-- EXCERPT TO READ follows --

Author : Susanna Kaysen
Title : Girl, Interrupted
Published : 1993
Publisher : Virago
Genre : Autobiography
Pages : 192







     In 1967, after a session with a psychiatrist she'd never seen before, eighteen-year-old Susanna Kaysen was put in a taxi and sent to McLean Hospital to be treated for depression. She spent most of the next two years on the ward for teenage girls in a psychiatric hospital renowned for its famous clientele - Sylvia Plath, Robert Lowell, James Taylor, and Ray Charles.

     My first time hearing about Girl, Interrupted was when many years ago I watched the film version. At the time I don't think I was aware that it was based on a book and by proxy a real person. It was one of those films that at the time everyone was watching and talking about. So skip to now and it was a book that I had been meaning to read for that last few years. I think Our understanding of mental health issues has come along way. As more people come to talk about it the stigma is starting to lose its grip on us. Although I feel we still have a long way to, for me I find these kinds of books hard to read at a time as I see certain aspects of my self-reflected back. But for everything else, I am lucky I have never had to spend time in such an institution.

-- EXCERPT TO READ concluded --
-- RECORDED DATA follows --

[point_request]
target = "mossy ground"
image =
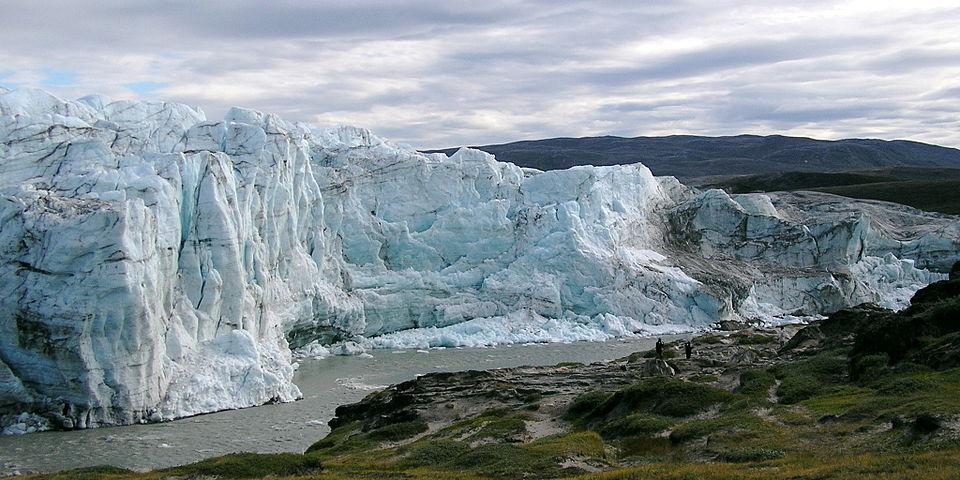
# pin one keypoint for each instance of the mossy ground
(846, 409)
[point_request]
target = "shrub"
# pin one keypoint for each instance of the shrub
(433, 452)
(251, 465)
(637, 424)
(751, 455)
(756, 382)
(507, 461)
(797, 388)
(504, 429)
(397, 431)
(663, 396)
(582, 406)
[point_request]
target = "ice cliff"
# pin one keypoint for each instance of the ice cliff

-- RECORDED DATA concluded --

## [WORK TASK A]
Write out the passage of the review that begins at the words "In 1967, after" and stops after the words "and Ray Charles.".
## [WORK TASK B]
Answer these questions from the review:
(i) In what year was the book published?
(ii) How old was Susanna Kaysen when she was sent to McLean Hospital?
(iii) Through what did the reviewer first hear about Girl, Interrupted?
The rows stand apart from the review and are separate material.

## [EXPECTED ANSWER A]
In 1967, after a session with a psychiatrist she'd never seen before, eighteen-year-old Susanna Kaysen was put in a taxi and sent to McLean Hospital to be treated for depression. She spent most of the next two years on the ward for teenage girls in a psychiatric hospital renowned for its famous clientele - Sylvia Plath, Robert Lowell, James Taylor, and Ray Charles.

## [EXPECTED ANSWER B]
(i) 1993
(ii) Eighteen
(iii) The film version